[Start of section]

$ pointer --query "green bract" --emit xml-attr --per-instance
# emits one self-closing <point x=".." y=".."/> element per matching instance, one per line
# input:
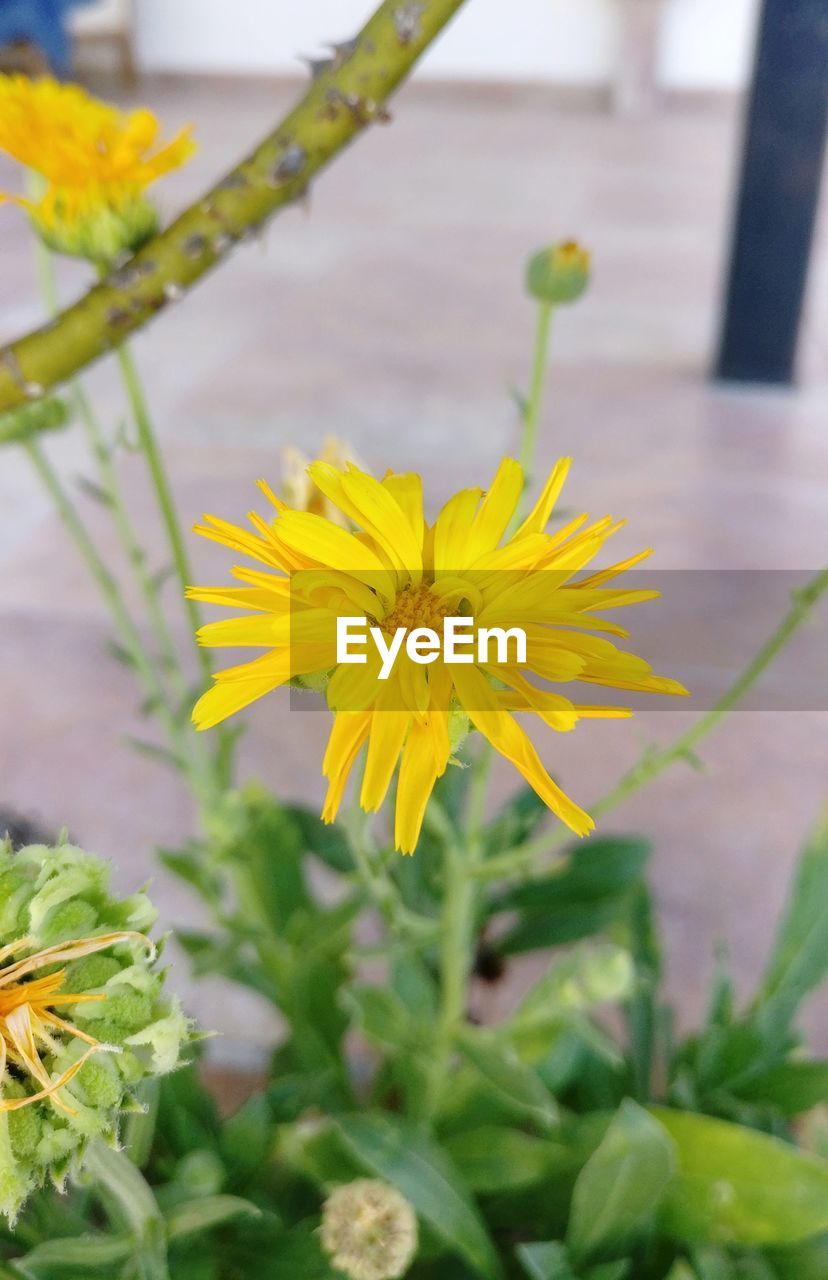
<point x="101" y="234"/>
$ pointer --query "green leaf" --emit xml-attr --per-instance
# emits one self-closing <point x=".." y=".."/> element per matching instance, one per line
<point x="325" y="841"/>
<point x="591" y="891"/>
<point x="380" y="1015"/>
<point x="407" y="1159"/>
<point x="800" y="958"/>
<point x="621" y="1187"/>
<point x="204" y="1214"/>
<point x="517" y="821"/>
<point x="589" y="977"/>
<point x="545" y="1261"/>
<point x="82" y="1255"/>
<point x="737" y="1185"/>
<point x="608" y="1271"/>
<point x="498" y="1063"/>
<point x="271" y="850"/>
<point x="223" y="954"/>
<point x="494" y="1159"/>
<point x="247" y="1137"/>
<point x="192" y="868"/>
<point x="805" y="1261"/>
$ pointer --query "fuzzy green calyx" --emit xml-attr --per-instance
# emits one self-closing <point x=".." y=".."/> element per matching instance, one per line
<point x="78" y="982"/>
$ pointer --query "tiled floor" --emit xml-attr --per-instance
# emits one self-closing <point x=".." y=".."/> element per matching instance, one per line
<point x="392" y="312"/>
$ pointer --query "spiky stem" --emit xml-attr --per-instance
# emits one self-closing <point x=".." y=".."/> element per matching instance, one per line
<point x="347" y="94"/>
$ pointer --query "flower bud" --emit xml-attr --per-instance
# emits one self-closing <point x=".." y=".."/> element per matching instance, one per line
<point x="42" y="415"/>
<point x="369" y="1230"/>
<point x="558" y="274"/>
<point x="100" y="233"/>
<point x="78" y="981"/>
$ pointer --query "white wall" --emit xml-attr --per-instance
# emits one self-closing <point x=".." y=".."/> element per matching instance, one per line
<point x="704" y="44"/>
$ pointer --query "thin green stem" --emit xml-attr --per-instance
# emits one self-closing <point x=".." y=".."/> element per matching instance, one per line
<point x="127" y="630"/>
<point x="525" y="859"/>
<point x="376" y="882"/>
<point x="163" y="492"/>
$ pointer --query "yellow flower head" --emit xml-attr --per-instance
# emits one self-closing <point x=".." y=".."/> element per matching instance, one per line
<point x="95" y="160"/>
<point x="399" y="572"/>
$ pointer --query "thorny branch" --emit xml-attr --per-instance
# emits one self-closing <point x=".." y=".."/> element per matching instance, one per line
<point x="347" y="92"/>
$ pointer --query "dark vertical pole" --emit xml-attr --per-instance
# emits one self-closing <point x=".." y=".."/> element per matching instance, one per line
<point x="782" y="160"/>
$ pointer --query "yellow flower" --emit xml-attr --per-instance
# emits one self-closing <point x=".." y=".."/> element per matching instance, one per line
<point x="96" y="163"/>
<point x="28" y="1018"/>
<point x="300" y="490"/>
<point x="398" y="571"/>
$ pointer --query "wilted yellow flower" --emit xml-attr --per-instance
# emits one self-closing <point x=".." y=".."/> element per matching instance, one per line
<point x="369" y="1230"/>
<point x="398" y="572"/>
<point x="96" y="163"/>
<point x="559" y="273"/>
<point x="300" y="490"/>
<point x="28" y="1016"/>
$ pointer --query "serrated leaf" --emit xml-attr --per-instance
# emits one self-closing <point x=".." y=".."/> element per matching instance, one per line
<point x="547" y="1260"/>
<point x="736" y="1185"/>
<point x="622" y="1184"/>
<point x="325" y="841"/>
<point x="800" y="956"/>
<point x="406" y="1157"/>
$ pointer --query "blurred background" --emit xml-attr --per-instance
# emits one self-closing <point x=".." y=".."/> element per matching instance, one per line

[End of section]

_INSTRUCTIONS FOR THE TASK_
Set down every entry above exactly as written. Leave out all pictures.

_WRITTEN ANSWER_
$ pointer --query "green bract" --emit xml-attr --per-instance
# emits one self-closing <point x=".." y=".."/> element per matching instance, one per line
# input:
<point x="101" y="234"/>
$ pointer --query "green leaf" --emit xml-attr --per-instance
# emits one self-closing <point x=".." y=".."/> element per matching instance, one per line
<point x="325" y="841"/>
<point x="591" y="891"/>
<point x="380" y="1015"/>
<point x="407" y="1159"/>
<point x="800" y="958"/>
<point x="621" y="1187"/>
<point x="204" y="1214"/>
<point x="517" y="821"/>
<point x="589" y="977"/>
<point x="545" y="1261"/>
<point x="82" y="1255"/>
<point x="737" y="1185"/>
<point x="608" y="1271"/>
<point x="498" y="1063"/>
<point x="271" y="850"/>
<point x="223" y="954"/>
<point x="494" y="1159"/>
<point x="247" y="1137"/>
<point x="192" y="868"/>
<point x="805" y="1261"/>
$ pointer --query "fuzzy green calyx" --emit xml-attr --per-instance
# emits one self-closing <point x=".." y=".."/> element per matching instance, one per line
<point x="78" y="982"/>
$ pointer --query "tiled floor" --emit xml-attr --per-instance
# emits one self-closing <point x=".." y=".."/> element per matching instance, one per line
<point x="392" y="312"/>
$ pointer --query "spiky stem" --emit xml-attr --per-instance
# emits one self-closing <point x=".." y=".."/> element per matching instance, one per line
<point x="347" y="94"/>
$ pointer --query "flower bud" --emit xml-attr --per-instance
# emits one self-closing <point x=".." y=".."/> element per matching instance, one per line
<point x="42" y="415"/>
<point x="369" y="1230"/>
<point x="558" y="274"/>
<point x="100" y="233"/>
<point x="78" y="981"/>
$ pointer --query "white wall" --emit xml-attr --per-instance
# emits one self-closing <point x=".." y=".."/> element per matching instance, one per line
<point x="704" y="44"/>
$ pointer --query "thin green stem" --emit xml-attr --per-instance
# emits one self-closing <point x=".." y=".."/> element per matching instance, one per line
<point x="127" y="630"/>
<point x="525" y="859"/>
<point x="376" y="882"/>
<point x="163" y="492"/>
$ pointer --query "yellow flower head" --emit xml-attr --per-instance
# emits one self-closing <point x=".." y=".."/> element per matching instance, one per line
<point x="95" y="160"/>
<point x="399" y="572"/>
$ pointer --query "thorny branch" --emit xml-attr --per-instance
# emits one self-closing <point x=".." y=".."/> element per matching instance, one per line
<point x="347" y="92"/>
$ pointer --query "dark vertical pole" --emit xml-attr --per-instance
# emits one self-closing <point x=".." y=".."/> element per matching instance, one per line
<point x="782" y="160"/>
$ pointer --query "yellow flower" --emit xml-attr --per-instance
# emits one self-closing <point x=".." y=".."/> element per matching instance, one per line
<point x="96" y="163"/>
<point x="28" y="1018"/>
<point x="300" y="490"/>
<point x="398" y="571"/>
$ pointer --query "wilted yellow flower" --emit xml-attr --per-instance
# emits one self-closing <point x=".." y=".."/> element per matching instance, one per line
<point x="369" y="1230"/>
<point x="398" y="572"/>
<point x="96" y="163"/>
<point x="559" y="273"/>
<point x="300" y="490"/>
<point x="28" y="1016"/>
$ pointer --query "serrated leaf" --emit xml-attr --per-instance
# emits one self-closing <point x=".." y=".."/> element per matching instance, one per line
<point x="547" y="1260"/>
<point x="736" y="1185"/>
<point x="622" y="1184"/>
<point x="325" y="841"/>
<point x="800" y="956"/>
<point x="406" y="1157"/>
$ pointer --query "blurred background" --emit xml-attr --per-instance
# emits one self-closing <point x=".." y=".."/> element per matching instance, one per line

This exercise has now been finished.